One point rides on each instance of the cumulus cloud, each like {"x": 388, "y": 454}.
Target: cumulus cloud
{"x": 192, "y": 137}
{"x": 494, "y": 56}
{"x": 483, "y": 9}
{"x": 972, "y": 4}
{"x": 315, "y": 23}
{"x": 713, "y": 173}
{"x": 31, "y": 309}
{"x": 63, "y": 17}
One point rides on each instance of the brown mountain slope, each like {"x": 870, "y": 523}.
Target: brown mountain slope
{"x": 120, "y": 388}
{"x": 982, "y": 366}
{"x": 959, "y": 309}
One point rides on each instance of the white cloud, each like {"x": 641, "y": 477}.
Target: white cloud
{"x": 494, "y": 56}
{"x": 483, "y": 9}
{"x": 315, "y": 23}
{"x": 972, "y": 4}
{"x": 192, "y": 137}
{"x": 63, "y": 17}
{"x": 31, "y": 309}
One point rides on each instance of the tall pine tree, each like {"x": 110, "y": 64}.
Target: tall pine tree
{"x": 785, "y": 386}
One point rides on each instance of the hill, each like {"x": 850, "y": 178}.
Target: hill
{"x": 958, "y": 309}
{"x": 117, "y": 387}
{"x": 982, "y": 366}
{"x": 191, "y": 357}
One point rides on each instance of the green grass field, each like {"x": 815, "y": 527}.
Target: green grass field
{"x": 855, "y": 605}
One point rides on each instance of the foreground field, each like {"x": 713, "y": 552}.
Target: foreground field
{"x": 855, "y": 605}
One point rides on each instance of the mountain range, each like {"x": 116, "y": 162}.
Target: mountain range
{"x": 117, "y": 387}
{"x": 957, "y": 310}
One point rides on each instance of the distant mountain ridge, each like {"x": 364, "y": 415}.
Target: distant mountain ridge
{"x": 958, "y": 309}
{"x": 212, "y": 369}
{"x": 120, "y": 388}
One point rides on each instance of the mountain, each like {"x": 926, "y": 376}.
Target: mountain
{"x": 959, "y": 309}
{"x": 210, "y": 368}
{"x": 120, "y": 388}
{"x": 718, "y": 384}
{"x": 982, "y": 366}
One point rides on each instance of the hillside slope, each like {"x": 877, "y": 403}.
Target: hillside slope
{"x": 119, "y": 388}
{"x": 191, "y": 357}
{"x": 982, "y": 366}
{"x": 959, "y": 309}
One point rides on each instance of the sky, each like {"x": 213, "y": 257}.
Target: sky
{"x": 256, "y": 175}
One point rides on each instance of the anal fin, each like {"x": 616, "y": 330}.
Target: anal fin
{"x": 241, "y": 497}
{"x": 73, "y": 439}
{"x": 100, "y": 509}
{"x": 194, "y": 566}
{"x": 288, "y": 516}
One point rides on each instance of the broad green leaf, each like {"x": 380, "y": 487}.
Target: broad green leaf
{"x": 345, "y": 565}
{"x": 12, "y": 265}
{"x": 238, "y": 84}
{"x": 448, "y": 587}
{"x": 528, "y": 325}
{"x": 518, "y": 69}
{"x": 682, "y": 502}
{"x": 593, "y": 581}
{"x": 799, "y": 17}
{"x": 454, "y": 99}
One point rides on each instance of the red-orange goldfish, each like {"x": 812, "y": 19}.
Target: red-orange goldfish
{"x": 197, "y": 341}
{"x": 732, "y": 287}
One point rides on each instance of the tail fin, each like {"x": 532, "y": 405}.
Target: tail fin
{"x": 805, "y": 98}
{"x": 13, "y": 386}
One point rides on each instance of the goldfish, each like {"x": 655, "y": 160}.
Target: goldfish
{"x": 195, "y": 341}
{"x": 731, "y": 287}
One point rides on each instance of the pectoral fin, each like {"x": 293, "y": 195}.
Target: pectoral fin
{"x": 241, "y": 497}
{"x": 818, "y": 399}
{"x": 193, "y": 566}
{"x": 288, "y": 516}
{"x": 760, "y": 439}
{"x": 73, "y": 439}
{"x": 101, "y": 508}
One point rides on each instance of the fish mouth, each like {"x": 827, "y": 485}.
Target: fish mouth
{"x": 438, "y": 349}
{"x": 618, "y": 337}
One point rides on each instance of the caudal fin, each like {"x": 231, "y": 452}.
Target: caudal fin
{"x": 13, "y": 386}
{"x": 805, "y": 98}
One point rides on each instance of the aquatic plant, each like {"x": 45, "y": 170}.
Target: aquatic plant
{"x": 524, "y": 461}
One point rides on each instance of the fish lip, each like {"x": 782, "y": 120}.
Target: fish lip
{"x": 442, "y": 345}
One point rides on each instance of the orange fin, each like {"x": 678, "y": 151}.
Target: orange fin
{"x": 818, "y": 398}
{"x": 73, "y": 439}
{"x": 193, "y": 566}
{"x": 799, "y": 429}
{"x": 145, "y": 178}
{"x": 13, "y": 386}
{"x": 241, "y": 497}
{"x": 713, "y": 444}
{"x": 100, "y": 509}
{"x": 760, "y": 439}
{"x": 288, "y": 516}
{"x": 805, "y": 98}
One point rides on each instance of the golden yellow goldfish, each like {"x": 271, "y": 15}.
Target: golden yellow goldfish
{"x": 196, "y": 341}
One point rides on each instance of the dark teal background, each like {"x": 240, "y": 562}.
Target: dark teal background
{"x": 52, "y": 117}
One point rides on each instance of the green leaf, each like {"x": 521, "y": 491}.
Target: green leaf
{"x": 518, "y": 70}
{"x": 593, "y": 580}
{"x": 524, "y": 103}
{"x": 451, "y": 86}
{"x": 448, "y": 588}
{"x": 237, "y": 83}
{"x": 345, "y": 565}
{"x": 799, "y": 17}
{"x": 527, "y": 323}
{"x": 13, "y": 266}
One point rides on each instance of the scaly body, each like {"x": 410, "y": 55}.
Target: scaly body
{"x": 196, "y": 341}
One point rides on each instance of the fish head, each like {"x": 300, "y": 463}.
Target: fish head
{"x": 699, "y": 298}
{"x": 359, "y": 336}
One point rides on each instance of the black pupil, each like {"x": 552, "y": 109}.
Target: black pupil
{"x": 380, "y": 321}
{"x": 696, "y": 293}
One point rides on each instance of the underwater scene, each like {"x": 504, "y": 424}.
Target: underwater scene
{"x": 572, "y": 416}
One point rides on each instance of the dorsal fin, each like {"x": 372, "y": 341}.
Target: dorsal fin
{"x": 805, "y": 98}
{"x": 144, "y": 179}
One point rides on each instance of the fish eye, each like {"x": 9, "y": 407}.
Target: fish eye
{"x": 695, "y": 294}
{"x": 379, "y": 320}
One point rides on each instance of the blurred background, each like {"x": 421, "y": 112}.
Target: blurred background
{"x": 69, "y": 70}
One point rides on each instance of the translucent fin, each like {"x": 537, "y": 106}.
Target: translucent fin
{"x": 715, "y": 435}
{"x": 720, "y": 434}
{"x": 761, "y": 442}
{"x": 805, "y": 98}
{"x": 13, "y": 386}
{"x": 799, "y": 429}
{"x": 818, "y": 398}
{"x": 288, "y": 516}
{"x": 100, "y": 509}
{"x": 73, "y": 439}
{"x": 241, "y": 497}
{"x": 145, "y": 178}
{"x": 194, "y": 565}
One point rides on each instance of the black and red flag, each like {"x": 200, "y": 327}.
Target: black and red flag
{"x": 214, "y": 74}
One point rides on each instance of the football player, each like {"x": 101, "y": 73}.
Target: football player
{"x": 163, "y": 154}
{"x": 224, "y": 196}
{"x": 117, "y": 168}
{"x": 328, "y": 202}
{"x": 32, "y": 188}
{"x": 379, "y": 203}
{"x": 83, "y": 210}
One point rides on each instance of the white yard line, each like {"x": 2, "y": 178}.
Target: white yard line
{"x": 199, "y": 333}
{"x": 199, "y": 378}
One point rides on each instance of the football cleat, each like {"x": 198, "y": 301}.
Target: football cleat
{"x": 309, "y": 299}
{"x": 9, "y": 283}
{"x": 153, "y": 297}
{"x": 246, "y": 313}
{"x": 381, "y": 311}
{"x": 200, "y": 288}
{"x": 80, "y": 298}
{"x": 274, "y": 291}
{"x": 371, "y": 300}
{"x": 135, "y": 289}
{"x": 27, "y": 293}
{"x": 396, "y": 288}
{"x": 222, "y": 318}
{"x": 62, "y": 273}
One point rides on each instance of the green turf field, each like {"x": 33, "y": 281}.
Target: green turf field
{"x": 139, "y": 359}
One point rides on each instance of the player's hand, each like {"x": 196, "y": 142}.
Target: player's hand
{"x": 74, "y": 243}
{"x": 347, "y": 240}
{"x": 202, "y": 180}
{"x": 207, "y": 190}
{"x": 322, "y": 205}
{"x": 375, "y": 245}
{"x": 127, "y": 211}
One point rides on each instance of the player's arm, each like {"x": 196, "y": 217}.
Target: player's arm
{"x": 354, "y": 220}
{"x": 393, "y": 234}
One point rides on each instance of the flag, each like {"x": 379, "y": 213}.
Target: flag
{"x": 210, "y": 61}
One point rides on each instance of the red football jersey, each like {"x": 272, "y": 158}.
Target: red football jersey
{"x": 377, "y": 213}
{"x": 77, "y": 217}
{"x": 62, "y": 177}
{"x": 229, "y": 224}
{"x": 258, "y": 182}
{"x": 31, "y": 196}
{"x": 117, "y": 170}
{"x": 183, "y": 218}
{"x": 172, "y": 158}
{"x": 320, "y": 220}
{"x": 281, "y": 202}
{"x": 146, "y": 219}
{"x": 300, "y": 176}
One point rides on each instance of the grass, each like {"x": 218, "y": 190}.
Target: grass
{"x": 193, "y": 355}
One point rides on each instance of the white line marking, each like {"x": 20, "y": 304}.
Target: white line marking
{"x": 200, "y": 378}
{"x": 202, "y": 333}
◇ ◇ ◇ ◇ ◇
[What you are asked to do]: Duplicate the part of the items above that opens with the line containing "One point rides on each instance of the white line" and runs through the end of the items, both ends included.

[Task answer]:
One point rides on each instance of the white line marking, each like {"x": 20, "y": 304}.
Target: white line marking
{"x": 200, "y": 378}
{"x": 202, "y": 333}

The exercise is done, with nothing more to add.